Recast the material below, between the lines holding "Can you find the rear" and "point(908, 25)", inclusive, as a two-column CSV with the headers input and output. Give one row per entry, with its text under input and its answer under output, each in one quoted field with line breaks turned into spaces.

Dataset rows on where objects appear

■ ■ ■ ■ ■ ■ ■

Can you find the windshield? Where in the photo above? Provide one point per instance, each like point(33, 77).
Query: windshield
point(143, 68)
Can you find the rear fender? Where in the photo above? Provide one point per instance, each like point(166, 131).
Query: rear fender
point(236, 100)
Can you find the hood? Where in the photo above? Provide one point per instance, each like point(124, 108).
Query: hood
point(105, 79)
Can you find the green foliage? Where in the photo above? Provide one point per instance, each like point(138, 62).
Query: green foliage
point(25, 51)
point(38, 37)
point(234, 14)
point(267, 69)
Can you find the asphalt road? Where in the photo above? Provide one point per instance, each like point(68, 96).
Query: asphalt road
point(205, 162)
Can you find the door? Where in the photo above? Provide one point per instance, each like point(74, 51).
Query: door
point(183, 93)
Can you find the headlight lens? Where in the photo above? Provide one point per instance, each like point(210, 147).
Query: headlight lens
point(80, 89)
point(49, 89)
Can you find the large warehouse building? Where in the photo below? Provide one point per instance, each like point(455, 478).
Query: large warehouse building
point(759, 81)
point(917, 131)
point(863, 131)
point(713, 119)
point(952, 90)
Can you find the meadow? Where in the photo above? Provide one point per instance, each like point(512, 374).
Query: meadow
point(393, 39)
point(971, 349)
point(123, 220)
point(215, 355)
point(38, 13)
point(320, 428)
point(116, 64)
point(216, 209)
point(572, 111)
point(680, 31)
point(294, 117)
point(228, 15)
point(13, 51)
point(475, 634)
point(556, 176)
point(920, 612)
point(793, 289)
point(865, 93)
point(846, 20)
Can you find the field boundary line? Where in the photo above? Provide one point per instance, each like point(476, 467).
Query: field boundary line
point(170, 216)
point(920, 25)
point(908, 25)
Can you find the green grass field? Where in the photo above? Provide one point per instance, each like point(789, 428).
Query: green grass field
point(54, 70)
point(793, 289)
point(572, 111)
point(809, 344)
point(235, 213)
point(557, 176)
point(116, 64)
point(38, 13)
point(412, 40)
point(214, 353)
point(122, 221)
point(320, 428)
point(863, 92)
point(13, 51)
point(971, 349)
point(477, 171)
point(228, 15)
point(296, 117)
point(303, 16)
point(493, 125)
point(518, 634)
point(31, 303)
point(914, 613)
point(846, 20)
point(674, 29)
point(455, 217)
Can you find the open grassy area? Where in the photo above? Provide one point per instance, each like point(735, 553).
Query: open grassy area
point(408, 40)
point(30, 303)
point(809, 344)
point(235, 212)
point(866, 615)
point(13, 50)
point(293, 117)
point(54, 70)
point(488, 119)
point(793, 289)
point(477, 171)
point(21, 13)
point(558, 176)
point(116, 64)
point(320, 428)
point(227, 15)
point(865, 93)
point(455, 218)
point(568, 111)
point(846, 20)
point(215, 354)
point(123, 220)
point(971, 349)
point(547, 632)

■ ■ ■ ■ ■ ■ ■

Solution below
input,output
"Can you find the rear fender? Where in the photo above? Provide one point per instance, each like point(166, 131). Query: rear fender","point(236, 100)"
"Can you find the hood? Where in the photo above? Provide one point per instance, each like point(124, 108). Query: hood","point(105, 79)"
"Can you find the green foliage? Where in the photo above? Provide one point per instance, each like point(138, 62). Query: green foliage","point(25, 51) point(38, 37) point(234, 14) point(267, 69)"
"Can you find the asphalt road? Where in the photo above? Provide one point per instance, each like point(68, 96). Query: asphalt road","point(205, 162)"
"Can you find the door? Where in the photo above? Provide one point per instance, each like point(74, 51). Query: door","point(183, 93)"
"Can you find the headlight lens? Where in the photo above? Provide one point per instance, each like point(210, 147). Query: headlight lens","point(80, 89) point(49, 89)"
"Can you find the large warehouse building? Where in the photo below? Provide one point per instance, each like point(455, 478). Query: large warehouse building","point(759, 81) point(917, 131) point(863, 131) point(713, 119) point(952, 90)"
"Can you find the meadow? Where in the photo above? Provide one point per instance, each like point(512, 374). Query: meadow","point(393, 39) point(971, 349) point(123, 220) point(215, 355) point(38, 13) point(320, 428) point(116, 64) point(216, 209) point(572, 111) point(680, 31) point(294, 117) point(228, 15) point(13, 51) point(475, 634) point(556, 176) point(920, 612) point(793, 289) point(865, 93) point(846, 20)"
"Can you find the field boundary line? Where in the photo above? Provide one point per instance, each like point(476, 467). Query: field boundary line","point(170, 216) point(920, 25) point(908, 25)"